**Selected text**.
□ □ □ □
Re: [RFC][PATCH 2/3] dma-buf: system_heap: Add pagepool support to system heap

From: John Stultz
Date: Wed Feb 03 2021 - 00:57:21 EST


On Tue, Feb 2, 2021 at 6:04 AM Daniel Vetter <daniel@xxxxxxxx> wrote:
>
> On Fri, Jan 22, 2021 at 05:28:32PM -0800, John Stultz wrote:
> > On Mon, Dec 21, 2020 at 2:09 PM Daniel Vetter <daniel@xxxxxxxx> wrote:
> > >
> > > On Fri, Dec 18, 2020 at 05:16:56PM -0800, John Stultz wrote:
> > > > On Fri, Dec 18, 2020 at 6:36 AM Daniel Vetter <daniel@xxxxxxxx> wrote:
> > > > > On Thu, Dec 17, 2020 at 11:06:11PM +0000, John Stultz wrote:
> > > > > > Reuse/abuse the pagepool code from the network code to speed
> > > > > > up allocation performance.
> > > > > >
> > > > > > This is similar to the ION pagepool usage, but tries to
> > > > > > utilize generic code instead of a custom implementation.
> > > > >
> > > > > We also have one of these in ttm. I think we should have at most one of
> > > > > these for the gpu ecosystem overall, maybe as a helper that can be plugged
> > > > > into all the places.
> > > > >
> > > > > Or I'm kinda missing something, which could be since I only glanced at
> > > > > yours for a bit. But it's also called page pool for buffer allocations,
> > > > > and I don't think there's that many ways to implement that really :-)
□ □ □ □
**Task instructions**.
(1) Answer these from the dma-buf pagepool thread:
(a) From which code does the patch reuse the pagepool?
(b) Where else, according to Daniel Vetter, does a page pool already exist?
(c) On what date was John Stultz's top message sent?
(2) Continue the dma-buf pagepool thread with a few more lines after its last quoted line.

**Collected material**.
□ □ □ □
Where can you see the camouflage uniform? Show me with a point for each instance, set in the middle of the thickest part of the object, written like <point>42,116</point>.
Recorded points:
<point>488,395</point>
□ □ □ □
**Set of answers**.
(1)
(a) The network code.
(b) In ttm.
(c) Wed Feb 03 2021.

(2)
> > > >
> > > > Yea, when I was looking around the ttm one didn't seem quite as
> > > > generic as the networking one, which more easily fit in here.
> > >
> > > Oops, I didn't look that closely and didn't realize you're reusing the one
> > > from net/core/.
> > >
> > > > The main benefit for the system heap is not so much the pool itself
> > > > (the normal page allocator is pretty good), as it being able to defer
> > > > the free and zero the pages in a background thread, so the pool is
> > > > effectively filled with pre-zeroed pages.
> > > >
> > > > But I'll take another look at the ttm implementation and see if it can
> > > > be re-used or the shared code refactored and pulled out somehow.
> > >
> > > I think moving the page_pool from net into lib and using it in ttm might
> > > also be an option. Lack of shrinker in the networking one might be a bit a
> > > problem.
> >
> > Yea. I've been looking at this, to see how to abstract out a generic
> > pool implementation, but each pool implementation has been tweaked for
> > the specific use cases, so a general abstraction is a bit tough right
> > off.
> >
> > For example the ttm pool's handling allocations both from alloc_pages
> > and dma_alloc in a pool, where the net page pool only uses alloc_pages
> > (but can pre map via dma_map_attr).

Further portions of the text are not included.